### GOAL OF THE EXERCISE
Set down exactly, and only, the lines from the one with "the elephant's back" to the final line of the entries, both included.

[Point labeling dataset excerpts]

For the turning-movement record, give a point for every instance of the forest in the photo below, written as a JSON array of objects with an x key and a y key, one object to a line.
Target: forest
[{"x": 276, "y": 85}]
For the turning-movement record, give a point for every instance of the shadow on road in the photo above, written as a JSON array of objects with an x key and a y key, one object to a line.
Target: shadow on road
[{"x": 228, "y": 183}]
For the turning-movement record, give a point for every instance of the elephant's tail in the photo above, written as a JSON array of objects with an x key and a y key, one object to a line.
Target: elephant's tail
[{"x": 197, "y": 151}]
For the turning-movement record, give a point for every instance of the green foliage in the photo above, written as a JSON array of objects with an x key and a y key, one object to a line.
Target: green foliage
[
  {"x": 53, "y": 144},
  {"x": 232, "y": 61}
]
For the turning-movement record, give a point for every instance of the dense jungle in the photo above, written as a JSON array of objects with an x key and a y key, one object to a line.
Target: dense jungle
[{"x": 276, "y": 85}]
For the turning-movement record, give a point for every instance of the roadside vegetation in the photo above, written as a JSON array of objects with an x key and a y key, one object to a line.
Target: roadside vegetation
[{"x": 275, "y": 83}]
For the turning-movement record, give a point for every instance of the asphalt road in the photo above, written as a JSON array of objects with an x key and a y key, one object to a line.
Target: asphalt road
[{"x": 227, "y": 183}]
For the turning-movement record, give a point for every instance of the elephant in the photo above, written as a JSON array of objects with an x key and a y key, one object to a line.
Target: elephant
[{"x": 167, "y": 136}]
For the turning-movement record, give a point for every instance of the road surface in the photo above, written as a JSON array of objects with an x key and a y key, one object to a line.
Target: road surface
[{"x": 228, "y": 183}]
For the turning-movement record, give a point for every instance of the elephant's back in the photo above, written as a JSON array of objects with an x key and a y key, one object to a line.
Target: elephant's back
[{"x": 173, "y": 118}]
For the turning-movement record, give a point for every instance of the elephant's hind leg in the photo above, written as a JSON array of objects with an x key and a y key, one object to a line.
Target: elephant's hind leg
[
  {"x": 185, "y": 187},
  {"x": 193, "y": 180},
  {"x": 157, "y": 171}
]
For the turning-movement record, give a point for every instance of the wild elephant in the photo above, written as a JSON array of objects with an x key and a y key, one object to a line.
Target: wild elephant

### EXERCISE ANSWER
For the turning-movement record, give a point for every instance of the elephant's back in the photo above, written as a JSON array of objects with an x key and a y key, one object to a line.
Target: elephant's back
[{"x": 173, "y": 118}]
For the turning-movement record, give a point for every instance of the elephant's hind leg in the photo above, written as a JSON array of objects with an x key and a y key, one object to a line.
Target: elephant's hind leg
[
  {"x": 185, "y": 187},
  {"x": 193, "y": 180},
  {"x": 157, "y": 171}
]
For the turning-movement record, give a point for every instance of the wild elephant in the photo above, written as a JSON array of objects with an x key and a y key, one object to a line.
Target: wild elephant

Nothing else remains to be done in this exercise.